Pull out every line of the rows below that contains the word "uniform", matching its case exactly.

Data records
>> Begin

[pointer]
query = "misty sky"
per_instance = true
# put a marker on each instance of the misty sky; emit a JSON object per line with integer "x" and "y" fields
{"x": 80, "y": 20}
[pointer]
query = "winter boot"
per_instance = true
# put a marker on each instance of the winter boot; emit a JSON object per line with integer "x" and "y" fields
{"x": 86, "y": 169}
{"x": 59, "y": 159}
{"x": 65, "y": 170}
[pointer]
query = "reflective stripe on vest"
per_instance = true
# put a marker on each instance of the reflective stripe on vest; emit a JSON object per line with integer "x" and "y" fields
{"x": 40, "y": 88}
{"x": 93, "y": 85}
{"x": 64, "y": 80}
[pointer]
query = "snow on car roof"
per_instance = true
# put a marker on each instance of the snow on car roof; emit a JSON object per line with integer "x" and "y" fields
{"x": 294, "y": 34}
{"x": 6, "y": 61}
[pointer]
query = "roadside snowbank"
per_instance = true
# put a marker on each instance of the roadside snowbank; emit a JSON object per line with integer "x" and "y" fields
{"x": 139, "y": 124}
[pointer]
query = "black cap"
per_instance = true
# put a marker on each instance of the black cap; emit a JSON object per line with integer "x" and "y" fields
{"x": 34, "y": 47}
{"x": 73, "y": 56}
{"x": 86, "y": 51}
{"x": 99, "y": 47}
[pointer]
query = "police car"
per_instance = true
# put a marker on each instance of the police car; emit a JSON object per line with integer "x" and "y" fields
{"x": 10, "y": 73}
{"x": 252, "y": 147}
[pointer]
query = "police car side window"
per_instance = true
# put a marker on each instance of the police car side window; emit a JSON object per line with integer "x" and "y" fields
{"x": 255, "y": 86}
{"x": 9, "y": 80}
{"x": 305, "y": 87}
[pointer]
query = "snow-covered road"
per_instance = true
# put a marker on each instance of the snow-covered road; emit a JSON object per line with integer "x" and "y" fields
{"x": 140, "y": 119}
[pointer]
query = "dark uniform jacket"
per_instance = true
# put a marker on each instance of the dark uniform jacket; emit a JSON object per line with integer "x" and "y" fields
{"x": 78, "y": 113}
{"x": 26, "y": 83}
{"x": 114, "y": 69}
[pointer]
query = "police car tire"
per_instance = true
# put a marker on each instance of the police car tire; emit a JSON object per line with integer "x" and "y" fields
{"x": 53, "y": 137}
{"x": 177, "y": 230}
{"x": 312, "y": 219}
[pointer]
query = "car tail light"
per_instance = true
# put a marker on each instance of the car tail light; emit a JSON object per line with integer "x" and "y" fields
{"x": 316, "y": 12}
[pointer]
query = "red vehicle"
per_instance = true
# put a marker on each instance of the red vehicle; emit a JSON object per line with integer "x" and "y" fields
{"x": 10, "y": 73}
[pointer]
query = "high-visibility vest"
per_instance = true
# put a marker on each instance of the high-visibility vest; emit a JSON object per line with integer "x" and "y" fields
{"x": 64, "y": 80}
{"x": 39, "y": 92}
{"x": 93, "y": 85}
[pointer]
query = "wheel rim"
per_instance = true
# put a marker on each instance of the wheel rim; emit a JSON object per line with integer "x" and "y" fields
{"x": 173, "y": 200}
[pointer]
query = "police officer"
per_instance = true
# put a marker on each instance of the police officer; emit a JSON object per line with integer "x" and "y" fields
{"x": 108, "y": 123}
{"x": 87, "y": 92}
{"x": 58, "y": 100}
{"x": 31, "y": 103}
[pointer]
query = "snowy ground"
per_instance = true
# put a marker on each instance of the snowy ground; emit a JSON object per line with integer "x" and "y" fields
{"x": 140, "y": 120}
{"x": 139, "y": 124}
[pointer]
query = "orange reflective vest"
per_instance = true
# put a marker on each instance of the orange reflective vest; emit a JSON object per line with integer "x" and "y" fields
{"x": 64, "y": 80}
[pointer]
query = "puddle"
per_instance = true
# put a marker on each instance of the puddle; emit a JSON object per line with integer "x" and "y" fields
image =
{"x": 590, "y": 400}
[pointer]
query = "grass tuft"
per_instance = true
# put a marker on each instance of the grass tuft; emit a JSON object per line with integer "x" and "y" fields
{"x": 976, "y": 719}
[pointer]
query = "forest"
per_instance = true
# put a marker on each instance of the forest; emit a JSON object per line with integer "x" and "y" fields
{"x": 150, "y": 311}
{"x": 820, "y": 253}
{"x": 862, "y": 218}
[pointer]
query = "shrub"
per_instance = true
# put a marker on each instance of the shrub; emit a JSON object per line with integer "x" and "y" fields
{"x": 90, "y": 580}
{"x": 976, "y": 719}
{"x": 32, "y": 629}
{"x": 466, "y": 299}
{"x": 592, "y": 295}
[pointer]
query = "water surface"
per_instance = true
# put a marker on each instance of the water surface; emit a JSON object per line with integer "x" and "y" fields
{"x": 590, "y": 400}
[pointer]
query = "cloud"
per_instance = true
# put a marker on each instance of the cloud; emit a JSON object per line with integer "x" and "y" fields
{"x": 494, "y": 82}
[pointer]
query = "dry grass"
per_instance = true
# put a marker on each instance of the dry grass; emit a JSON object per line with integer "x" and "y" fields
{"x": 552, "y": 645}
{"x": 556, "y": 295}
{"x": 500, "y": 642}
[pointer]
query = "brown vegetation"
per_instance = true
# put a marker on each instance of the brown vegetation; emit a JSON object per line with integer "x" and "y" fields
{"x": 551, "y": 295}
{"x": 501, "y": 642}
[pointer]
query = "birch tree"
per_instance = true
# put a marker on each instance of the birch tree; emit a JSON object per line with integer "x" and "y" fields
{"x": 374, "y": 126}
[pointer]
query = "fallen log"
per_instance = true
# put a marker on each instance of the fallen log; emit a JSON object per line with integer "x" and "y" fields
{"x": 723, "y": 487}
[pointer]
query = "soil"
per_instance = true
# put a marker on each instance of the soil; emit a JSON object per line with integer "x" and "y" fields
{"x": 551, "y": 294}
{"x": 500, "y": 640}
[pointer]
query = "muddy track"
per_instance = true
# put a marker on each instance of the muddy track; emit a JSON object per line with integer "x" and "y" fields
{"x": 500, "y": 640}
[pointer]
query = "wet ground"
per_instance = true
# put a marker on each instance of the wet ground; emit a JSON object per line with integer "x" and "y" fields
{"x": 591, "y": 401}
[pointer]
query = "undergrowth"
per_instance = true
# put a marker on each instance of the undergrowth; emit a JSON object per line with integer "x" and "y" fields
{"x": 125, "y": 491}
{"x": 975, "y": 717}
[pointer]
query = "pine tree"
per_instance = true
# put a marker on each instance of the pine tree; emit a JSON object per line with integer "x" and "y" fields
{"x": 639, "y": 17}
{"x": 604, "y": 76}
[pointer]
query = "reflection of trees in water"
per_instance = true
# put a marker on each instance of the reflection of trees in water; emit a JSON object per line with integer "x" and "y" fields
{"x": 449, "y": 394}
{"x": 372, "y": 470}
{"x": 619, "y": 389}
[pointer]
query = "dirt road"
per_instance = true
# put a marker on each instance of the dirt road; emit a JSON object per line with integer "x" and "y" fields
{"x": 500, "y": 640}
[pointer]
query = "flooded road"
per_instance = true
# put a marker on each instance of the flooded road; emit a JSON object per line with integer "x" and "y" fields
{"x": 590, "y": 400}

>> End

Finished task:
query = "dark uniform jacket"
# put a marker on each instance of the dark uniform jacket; emit a JSON object per line with integer "x" and "y" fields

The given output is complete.